DOCUMENT EXTRACT>

##############################

RE: on U+7384 (was Re: Synthetic scripts (was: Re: Private Use Agreements)

From: Richard Kunst (rkunst@humancomp.org)
Date: Mon May 13 2002 - 14:25:22 EDT


> On Friday, May 10, 2002, at 06:29 PM, John Cowan wrote:
>
> > What is this about Qing taboo characters? Can someone point me to an
> > explanation (in English)? Thanks.

One source is Charles S. Gardner _Chinese Traditional Historiography_,
(Cambridge, Mass.: Harvard University Press, 1938, 2nd printing, 1961), pp.
82-84.

I don't know how easy this book is to come by, so I put the relevant pages
on the Web here:

http://www.humancomp.org/misc/Gardner_82-85.pdf
or
http://www.humancomp.org/misc/Gardner_82-83.gif
http://www.humancomp.org/misc/Gardner_84-85.gif

Gardner (p.84, n.12) refers to other published works in Chinese, French, and
German. In case you are curious, the odd romanization Gardner uses is a sui
generis Wade-Giles, modified according to his own proposals back in the
30's.

He specifically discusses the case of xuán U+7384/U+248E5, which Thomas Chan
cited, since it is the tabooed character with by far the most far-reaching
impact, since it is a very common character, especially, as Gardner notes,
in Daoist texts. More often than substituting U+248E5, Qing texts are likely
to use yuán U+5143 instead.

##############################

GIVEN REQUEST 1> In the post on Qing taboo characters, which character do Qing texts more often use instead of substituting U+248E5?
GIVEN REQUEST 2> Condense the paragraph of the post on Qing taboo characters that begins "He specifically discusses" into a short bulleted list that keeps its main facts.
GIVEN REQUEST 3> Resume the post on Qing taboo characters after its last sentence.

Segmentation dataset records>
##############################

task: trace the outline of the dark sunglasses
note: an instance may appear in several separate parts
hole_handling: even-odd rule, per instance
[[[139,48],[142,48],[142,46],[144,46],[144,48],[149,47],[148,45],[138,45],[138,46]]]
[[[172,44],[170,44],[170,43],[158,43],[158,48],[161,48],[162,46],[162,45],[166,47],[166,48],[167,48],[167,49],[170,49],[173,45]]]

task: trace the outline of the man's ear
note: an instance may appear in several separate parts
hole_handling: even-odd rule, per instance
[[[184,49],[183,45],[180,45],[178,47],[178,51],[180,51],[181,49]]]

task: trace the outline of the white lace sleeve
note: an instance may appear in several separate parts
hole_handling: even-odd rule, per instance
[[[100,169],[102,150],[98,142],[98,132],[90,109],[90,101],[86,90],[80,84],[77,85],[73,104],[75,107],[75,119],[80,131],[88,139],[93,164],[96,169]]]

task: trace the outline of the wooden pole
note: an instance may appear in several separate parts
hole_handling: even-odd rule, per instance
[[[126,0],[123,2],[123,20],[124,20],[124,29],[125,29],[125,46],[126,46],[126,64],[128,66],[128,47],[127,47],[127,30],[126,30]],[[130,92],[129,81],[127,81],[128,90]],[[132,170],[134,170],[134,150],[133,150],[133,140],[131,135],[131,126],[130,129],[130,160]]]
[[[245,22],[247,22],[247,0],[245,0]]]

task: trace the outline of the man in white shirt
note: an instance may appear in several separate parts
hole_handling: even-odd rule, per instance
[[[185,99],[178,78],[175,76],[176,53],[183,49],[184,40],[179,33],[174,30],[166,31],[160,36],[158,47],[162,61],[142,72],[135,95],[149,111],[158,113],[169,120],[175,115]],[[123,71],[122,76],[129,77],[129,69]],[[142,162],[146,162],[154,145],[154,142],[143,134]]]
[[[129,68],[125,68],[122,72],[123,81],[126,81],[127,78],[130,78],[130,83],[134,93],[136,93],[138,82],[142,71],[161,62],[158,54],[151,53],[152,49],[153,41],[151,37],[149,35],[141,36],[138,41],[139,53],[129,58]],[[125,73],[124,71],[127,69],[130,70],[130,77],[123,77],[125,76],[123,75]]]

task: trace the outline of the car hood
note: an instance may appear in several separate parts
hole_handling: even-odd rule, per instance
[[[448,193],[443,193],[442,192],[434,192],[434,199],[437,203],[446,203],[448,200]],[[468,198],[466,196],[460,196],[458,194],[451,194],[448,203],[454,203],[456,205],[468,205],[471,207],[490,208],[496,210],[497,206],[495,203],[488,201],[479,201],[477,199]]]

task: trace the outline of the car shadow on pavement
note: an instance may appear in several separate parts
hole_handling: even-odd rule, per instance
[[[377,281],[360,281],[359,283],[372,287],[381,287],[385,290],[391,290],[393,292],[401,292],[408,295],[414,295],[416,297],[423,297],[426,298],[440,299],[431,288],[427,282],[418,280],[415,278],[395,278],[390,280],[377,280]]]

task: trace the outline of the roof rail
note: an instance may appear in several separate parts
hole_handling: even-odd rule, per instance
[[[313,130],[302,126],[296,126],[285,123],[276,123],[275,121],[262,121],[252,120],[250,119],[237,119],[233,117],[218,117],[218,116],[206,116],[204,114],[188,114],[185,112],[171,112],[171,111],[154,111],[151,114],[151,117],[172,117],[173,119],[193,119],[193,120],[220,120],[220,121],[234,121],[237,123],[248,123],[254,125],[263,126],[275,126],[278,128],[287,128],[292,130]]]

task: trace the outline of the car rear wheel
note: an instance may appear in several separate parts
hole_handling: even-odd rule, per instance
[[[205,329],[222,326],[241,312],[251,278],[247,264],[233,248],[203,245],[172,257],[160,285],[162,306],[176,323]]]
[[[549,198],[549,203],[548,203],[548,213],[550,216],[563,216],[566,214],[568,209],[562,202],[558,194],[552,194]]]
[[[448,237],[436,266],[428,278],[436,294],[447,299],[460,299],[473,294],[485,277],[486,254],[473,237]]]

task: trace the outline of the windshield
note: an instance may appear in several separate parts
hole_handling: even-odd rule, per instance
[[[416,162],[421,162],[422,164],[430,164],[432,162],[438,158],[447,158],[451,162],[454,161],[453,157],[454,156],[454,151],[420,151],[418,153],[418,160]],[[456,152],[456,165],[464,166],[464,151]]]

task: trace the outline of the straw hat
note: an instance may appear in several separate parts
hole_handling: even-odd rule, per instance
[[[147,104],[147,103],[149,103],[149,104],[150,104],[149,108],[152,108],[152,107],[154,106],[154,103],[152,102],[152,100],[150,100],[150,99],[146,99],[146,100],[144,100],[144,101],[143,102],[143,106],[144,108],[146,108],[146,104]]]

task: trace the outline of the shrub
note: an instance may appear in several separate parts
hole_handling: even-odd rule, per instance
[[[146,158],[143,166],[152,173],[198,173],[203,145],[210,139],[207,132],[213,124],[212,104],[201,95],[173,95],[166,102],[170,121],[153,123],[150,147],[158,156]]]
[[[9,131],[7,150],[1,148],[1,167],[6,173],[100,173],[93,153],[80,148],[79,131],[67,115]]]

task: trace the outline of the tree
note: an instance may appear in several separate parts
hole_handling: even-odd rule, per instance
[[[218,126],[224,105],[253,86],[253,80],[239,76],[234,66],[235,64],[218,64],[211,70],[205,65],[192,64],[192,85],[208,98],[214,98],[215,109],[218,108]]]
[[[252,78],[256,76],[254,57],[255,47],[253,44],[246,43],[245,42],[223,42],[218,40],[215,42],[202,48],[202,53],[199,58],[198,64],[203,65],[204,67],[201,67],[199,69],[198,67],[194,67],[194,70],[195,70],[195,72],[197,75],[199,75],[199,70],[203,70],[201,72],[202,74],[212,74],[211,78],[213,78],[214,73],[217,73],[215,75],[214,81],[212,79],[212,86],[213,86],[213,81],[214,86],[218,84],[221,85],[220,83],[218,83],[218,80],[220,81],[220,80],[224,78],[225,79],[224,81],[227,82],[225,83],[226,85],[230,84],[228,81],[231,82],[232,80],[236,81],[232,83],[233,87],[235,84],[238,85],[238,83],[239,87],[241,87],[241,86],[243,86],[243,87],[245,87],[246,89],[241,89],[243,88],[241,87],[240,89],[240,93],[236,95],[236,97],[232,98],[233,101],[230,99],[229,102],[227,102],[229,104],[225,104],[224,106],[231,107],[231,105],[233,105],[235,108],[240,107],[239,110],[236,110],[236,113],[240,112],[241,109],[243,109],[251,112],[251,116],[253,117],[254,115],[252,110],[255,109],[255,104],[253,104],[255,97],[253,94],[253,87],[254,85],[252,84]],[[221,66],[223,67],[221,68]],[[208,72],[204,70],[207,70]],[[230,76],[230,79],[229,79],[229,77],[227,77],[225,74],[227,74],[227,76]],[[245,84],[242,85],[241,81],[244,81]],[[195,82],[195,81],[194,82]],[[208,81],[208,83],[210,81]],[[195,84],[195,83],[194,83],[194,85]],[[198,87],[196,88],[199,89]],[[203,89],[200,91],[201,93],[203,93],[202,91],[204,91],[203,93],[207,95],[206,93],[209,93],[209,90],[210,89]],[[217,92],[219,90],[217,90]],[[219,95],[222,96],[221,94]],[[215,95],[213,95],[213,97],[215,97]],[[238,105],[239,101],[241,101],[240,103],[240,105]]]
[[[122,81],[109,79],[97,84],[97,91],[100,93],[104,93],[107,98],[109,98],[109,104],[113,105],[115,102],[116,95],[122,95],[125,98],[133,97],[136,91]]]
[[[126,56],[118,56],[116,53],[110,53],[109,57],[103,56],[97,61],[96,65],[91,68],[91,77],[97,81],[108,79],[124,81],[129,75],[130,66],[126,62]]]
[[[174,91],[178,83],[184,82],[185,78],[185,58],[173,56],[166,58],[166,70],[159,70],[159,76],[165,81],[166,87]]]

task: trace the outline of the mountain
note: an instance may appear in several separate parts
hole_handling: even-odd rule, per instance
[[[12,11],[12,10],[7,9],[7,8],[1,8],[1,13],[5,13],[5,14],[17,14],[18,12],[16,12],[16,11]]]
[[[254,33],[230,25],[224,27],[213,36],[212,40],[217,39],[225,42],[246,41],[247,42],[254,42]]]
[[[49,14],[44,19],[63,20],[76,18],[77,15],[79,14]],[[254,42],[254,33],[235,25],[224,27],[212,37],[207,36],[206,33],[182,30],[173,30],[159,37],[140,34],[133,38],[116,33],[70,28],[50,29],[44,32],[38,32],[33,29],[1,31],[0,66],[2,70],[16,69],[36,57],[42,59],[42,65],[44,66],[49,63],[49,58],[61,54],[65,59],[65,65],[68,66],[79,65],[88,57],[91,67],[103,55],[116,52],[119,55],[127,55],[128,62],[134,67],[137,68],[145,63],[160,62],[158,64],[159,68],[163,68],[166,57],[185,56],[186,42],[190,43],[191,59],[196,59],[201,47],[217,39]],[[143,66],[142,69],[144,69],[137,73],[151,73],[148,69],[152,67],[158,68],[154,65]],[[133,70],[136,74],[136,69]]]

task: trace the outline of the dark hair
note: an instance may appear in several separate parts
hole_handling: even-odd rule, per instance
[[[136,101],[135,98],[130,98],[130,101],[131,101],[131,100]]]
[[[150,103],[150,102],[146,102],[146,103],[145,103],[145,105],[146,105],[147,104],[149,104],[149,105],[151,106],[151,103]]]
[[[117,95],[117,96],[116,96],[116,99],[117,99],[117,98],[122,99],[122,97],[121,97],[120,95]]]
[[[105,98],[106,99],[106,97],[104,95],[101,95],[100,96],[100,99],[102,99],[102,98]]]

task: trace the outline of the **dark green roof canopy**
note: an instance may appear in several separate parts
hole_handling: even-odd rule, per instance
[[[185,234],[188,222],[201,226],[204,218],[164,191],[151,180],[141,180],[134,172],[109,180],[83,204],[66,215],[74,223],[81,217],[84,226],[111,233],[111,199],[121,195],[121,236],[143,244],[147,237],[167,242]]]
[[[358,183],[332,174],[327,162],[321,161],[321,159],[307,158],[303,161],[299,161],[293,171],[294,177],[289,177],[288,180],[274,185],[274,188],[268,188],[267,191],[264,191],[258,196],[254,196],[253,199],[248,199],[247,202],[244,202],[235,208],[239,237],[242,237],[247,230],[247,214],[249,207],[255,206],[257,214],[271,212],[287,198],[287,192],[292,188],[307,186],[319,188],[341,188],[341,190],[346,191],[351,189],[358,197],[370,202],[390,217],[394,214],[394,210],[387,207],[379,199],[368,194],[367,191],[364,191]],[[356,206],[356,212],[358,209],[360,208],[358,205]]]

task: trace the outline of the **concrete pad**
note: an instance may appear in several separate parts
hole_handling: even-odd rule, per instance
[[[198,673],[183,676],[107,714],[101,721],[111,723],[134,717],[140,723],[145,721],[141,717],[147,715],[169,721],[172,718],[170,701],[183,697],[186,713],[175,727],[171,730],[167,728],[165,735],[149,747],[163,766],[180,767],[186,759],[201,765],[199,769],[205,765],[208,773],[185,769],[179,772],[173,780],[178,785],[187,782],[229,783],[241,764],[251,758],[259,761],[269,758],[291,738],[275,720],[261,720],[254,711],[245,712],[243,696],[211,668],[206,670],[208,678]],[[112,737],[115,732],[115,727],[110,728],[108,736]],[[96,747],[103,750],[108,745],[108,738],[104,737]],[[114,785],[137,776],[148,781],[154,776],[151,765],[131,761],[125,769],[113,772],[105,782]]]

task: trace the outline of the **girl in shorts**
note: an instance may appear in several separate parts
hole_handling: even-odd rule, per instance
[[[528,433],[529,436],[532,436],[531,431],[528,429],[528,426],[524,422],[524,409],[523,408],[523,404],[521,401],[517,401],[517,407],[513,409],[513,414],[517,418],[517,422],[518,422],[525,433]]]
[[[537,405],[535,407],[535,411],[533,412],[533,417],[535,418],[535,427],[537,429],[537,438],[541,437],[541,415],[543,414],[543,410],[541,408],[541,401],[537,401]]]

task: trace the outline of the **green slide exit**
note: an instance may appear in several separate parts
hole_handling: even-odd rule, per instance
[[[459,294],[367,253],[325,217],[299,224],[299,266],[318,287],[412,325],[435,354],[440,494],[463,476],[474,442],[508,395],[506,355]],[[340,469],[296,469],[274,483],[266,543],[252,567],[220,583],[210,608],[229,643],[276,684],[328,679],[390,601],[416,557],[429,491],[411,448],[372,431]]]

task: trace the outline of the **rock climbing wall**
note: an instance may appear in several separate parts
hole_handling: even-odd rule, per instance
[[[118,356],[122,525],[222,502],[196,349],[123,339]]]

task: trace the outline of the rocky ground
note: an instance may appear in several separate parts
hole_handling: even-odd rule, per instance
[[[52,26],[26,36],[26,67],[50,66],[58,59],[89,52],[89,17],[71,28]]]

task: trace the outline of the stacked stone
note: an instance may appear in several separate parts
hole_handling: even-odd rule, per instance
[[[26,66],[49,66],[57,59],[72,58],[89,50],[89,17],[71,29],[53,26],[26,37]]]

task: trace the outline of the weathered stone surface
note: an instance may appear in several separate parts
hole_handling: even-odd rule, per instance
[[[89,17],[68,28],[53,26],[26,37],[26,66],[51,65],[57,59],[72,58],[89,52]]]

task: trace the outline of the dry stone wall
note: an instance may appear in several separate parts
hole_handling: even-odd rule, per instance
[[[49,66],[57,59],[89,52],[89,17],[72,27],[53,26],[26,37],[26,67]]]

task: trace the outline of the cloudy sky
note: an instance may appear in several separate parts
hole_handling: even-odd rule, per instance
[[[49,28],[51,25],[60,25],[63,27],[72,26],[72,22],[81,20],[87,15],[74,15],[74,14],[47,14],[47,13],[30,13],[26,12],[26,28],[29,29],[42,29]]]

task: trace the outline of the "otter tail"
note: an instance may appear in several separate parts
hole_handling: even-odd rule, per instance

##############################

WRITTEN REPLY 1> Yuán, U+5143.

WRITTEN REPLY 2>
- Gardner discusses xuán U+7384/U+248E5, the character Thomas Chan cited.
- It is the tabooed character with by far the most far-reaching impact because it is very common, especially in Daoist texts.
- Qing texts more often use yuán U+5143 in its place than U+248E5.

WRITTEN REPLY 3>
An odd convention in China arose, perhaps as early as the late Han-early
Tang period (ca. 0-700 C.E.), in which as a general courtesy to the literate
public, emperors were given personal names which used relatively rare
characters, so that common characters didn't have to be tabooed by millions
of people. The problem with xuán U+7384 was that, maybe because they were
not-completely sinified Manchus, the Kangxi emperor's parents (or whoever
chose his personal name), didn't adhere to this courtesy, and to further the
inconvenience, the Qing dynasty in general and Kangxi's reign in particular
were a period of tremendous activity in book publishing. Someone once
observed that well over half of all extant texts published in the world
before 1700(?) are in Chinese.

On Saturday, May 11, 2002 7:27 PM, John H. Jenkins wrote:

> The whole idea of "taboo" forms stems from the fact that there
> are certain
> ideographs one could not use because, typically, they're part of
> personal
> name of someone important. So one deliberately distorts them
> when writing
> them.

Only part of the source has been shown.